Set down every entry word for word. Omit the pictures.
# # # #
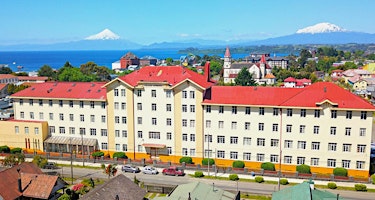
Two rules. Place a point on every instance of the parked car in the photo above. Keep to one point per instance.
(173, 171)
(150, 170)
(130, 168)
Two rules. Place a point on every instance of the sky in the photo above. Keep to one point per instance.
(150, 21)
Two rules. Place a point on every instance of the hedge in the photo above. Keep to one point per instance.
(205, 161)
(233, 177)
(187, 160)
(119, 155)
(268, 166)
(238, 164)
(304, 169)
(331, 185)
(340, 171)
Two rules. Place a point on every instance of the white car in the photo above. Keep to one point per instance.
(150, 170)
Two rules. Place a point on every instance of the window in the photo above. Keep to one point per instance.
(361, 148)
(360, 164)
(274, 158)
(169, 136)
(301, 145)
(289, 112)
(316, 129)
(221, 109)
(300, 160)
(234, 140)
(332, 146)
(261, 111)
(333, 131)
(314, 161)
(247, 111)
(288, 128)
(220, 154)
(103, 132)
(347, 131)
(331, 163)
(234, 109)
(260, 157)
(362, 132)
(208, 123)
(275, 111)
(192, 94)
(220, 139)
(260, 142)
(246, 156)
(192, 108)
(192, 137)
(208, 109)
(184, 94)
(288, 159)
(348, 114)
(169, 107)
(346, 147)
(221, 124)
(317, 113)
(315, 145)
(346, 163)
(302, 128)
(261, 126)
(274, 142)
(363, 115)
(333, 114)
(288, 144)
(233, 155)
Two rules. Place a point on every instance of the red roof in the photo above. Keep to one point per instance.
(307, 97)
(65, 90)
(172, 75)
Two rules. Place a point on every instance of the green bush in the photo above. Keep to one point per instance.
(119, 155)
(205, 161)
(268, 166)
(360, 187)
(233, 177)
(16, 150)
(331, 185)
(284, 181)
(198, 174)
(4, 149)
(303, 169)
(259, 179)
(187, 160)
(238, 164)
(97, 154)
(340, 171)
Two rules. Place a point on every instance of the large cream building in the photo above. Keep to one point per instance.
(168, 112)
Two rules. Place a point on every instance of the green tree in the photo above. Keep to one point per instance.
(244, 78)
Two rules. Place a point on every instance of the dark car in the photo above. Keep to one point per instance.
(130, 168)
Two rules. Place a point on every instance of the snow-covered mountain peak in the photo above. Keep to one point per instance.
(106, 34)
(322, 28)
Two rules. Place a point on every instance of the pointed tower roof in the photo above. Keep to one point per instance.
(227, 53)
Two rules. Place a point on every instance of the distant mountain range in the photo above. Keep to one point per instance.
(322, 33)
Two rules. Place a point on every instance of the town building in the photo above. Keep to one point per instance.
(165, 113)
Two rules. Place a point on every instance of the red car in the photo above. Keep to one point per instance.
(173, 171)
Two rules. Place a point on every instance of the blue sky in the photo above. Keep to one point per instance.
(148, 21)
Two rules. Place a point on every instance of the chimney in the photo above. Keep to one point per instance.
(207, 71)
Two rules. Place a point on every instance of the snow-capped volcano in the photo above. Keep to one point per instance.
(106, 34)
(322, 28)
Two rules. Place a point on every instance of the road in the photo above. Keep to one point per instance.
(251, 187)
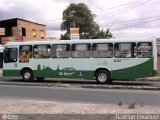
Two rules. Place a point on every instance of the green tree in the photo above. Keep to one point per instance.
(80, 16)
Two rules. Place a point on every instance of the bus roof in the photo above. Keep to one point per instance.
(111, 40)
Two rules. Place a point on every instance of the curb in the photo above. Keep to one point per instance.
(120, 87)
(36, 84)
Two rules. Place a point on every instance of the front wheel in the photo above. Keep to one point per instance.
(27, 75)
(40, 78)
(102, 77)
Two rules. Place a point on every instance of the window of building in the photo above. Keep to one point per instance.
(144, 50)
(81, 50)
(61, 51)
(34, 33)
(23, 31)
(42, 51)
(25, 51)
(125, 50)
(102, 50)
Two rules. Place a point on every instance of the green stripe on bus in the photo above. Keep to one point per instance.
(142, 70)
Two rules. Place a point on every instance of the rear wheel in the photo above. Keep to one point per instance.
(102, 76)
(27, 75)
(40, 78)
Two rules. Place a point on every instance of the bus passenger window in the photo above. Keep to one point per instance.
(144, 50)
(61, 51)
(25, 51)
(125, 50)
(81, 50)
(102, 50)
(10, 55)
(41, 51)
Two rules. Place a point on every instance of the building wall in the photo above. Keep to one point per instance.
(29, 27)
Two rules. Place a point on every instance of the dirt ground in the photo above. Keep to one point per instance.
(17, 106)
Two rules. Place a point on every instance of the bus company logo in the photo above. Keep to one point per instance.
(4, 116)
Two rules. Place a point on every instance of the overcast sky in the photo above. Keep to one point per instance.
(124, 18)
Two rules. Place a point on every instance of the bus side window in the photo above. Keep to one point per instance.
(102, 50)
(144, 50)
(61, 51)
(81, 50)
(41, 51)
(125, 50)
(25, 51)
(10, 55)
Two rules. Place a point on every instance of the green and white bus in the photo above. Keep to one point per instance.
(101, 59)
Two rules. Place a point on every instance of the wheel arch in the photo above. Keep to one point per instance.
(101, 68)
(25, 68)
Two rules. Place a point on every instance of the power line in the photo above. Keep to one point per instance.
(133, 24)
(123, 11)
(119, 6)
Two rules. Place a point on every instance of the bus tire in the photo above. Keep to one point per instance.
(102, 77)
(40, 78)
(27, 75)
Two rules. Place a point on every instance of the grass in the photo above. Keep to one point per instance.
(132, 105)
(120, 103)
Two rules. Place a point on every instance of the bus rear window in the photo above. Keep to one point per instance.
(25, 51)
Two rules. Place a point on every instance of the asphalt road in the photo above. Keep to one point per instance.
(81, 95)
(78, 83)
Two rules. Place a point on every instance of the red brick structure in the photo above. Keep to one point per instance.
(22, 30)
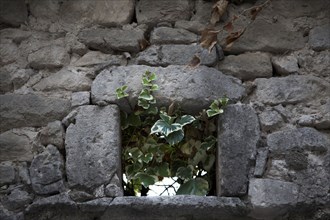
# # # #
**Exercise solution**
Two rules. Place a point on every instance of the parked car in the photo above. Keep to one point per instance.
(173, 171)
(150, 170)
(130, 168)
Two rules. Place a point on every instance of the sky in the photo above. Keep to one point per instance.
(150, 21)
Two rules. Place a point on every instance of the hedge in the photo above. Keep to one point per instance.
(205, 161)
(233, 177)
(187, 160)
(119, 155)
(268, 166)
(238, 164)
(304, 169)
(331, 185)
(340, 171)
Two rules. Place a point on every instance of the white car in the photo above. Keep to one point per instance.
(150, 170)
Two rules. Place a point on every instance of the window in the photo above. Keep to one point per instance.
(361, 148)
(360, 164)
(274, 158)
(169, 136)
(301, 145)
(289, 112)
(316, 129)
(221, 109)
(300, 160)
(234, 140)
(332, 146)
(261, 111)
(333, 131)
(314, 161)
(247, 111)
(288, 128)
(220, 154)
(103, 132)
(347, 131)
(331, 163)
(234, 109)
(260, 157)
(362, 132)
(208, 123)
(275, 111)
(192, 94)
(220, 139)
(260, 142)
(246, 156)
(192, 108)
(192, 137)
(208, 109)
(184, 94)
(288, 159)
(348, 114)
(169, 107)
(346, 147)
(221, 124)
(317, 113)
(315, 145)
(346, 163)
(302, 128)
(261, 126)
(274, 142)
(363, 115)
(333, 114)
(288, 144)
(233, 155)
Two rules. Place a point on every instance of the red roof in the photo above. Keep to one point per instance.
(307, 97)
(65, 90)
(172, 75)
Two rules. Place a point on every instance of the green bush in the photo above. Keep to one point per instance.
(119, 155)
(205, 161)
(268, 166)
(360, 187)
(233, 177)
(16, 150)
(331, 185)
(284, 181)
(198, 174)
(4, 149)
(303, 169)
(259, 179)
(187, 160)
(238, 164)
(97, 154)
(340, 171)
Two rules. Place a point on every instance of the large cream building in the photo above. Keep to one point per instance.
(168, 112)
Two rules. Place a point on every instance of the green tree in the photo above. Keep to one point per instance.
(244, 78)
Two rules. Place a point on every instance of the dark car in the photo above. Keep to one point per instance.
(130, 168)
Two rules. Place a point on every instance of the snow-covered mountain peak in the photo above. Keep to one point per instance.
(106, 34)
(322, 28)
Two rules. Place a point on every instance of the pointed tower roof in the photo above. Keep to one point per instance.
(227, 53)
Two rules. Place a point on every instance of the distant mountain range in the photo above. Keep to one point per instance.
(322, 33)
Two rules. Place a point on every instance of the town building in the photo above. Keep to one point per instance.
(165, 113)
Two rules. Place a point on every instance of the red car in the photo above. Keep to one point per instance.
(173, 171)
Two rules. Place a point on every instance of the blue sky in the photo above. Keep to one point per instance.
(148, 21)
Two rules. Place a point on every instance of the chimney in the photo above. Keep to one point per instance.
(207, 71)
Two rules. Place a point on every instance of the snow-capped volcano in the photo above. Keep to one point per instance.
(106, 34)
(322, 28)
Two rules. Place a point on every instance of the road in the photo above. Keep to one point per instance.
(251, 187)
Two rules. Place a point on every instance of the green tree in the photo above. Keep to one point per instance.
(80, 16)
Two rules. Place a point on every instance of the bus roof in the photo above. Keep to one point per instance.
(111, 40)
Two rules. Place a point on every instance of the curb in the photo above. Keep to one point per instance.
(120, 87)
(36, 84)
Two rules. Place a point on every instance of the front wheel in the photo above. Keep to one point per instance.
(27, 75)
(40, 78)
(102, 77)
Two rules. Place a point on every instance of the window of building in the photo above. Keep to one point per instance.
(144, 50)
(81, 50)
(61, 51)
(34, 33)
(23, 31)
(42, 51)
(25, 51)
(125, 50)
(102, 50)
Two rules. Place a point on every instance of the green stripe on bus in the photo above. Keep to one point per instance.
(142, 70)
Two rules. Place a point on every instance of the rear wheel in the photo above. Keep to one point per instance.
(102, 76)
(27, 75)
(40, 78)
Two rules. Place a point on every instance of the bus passenger window in the photo above. Keep to one point per instance.
(144, 50)
(61, 51)
(25, 51)
(125, 50)
(81, 50)
(102, 50)
(10, 55)
(41, 51)
Two rules. Place a point on every instance of the building wall in the photo above. Keep to one point per instance.
(29, 27)
Two rules. Place a point on every instance of the dirt ground in the photo above. Keep to one point per instance.
(17, 106)
Two rules. Place a point on every instance of the bus company logo in the photo above. Keep to one point per instance.
(4, 116)
Two rules. Place a point on every instance of the overcast sky in the photo above. Keep to one point per instance.
(124, 18)
Two rules. Place a point on every instance of the bus side window in the photo above. Keep to one point per instance.
(102, 50)
(144, 50)
(61, 51)
(81, 50)
(41, 51)
(125, 50)
(25, 51)
(10, 55)
Two rules. Place a point on every instance of the green and white bus in the photo above. Keep to one point per instance.
(101, 59)
Two rules. Place a point on every instance of the wheel arch in the photo above. Keep to one point per instance.
(101, 68)
(25, 68)
Two rules. Place a point on every instance of the power line in the photo above. Keep to one point per instance.
(133, 24)
(123, 11)
(119, 6)
Two rules. Place a point on every instance of the bus tire in the photo above. Keep to one point per instance.
(102, 77)
(40, 78)
(27, 75)
Two rules. Place a point on every instance of the grass in the photo above. Keep to one point per instance.
(132, 105)
(120, 103)
Two rules. Place a point on every instance of the bus rear window in the photo above. Keep to one point per instance.
(25, 51)
Two rules. Place a point on every instance of the asphalt road in the photo above. Keep to one point per instance.
(81, 95)
(78, 83)
Two rules. Place a point on every instance of the red brick structure in the photo above. Keep to one point per instance.
(22, 30)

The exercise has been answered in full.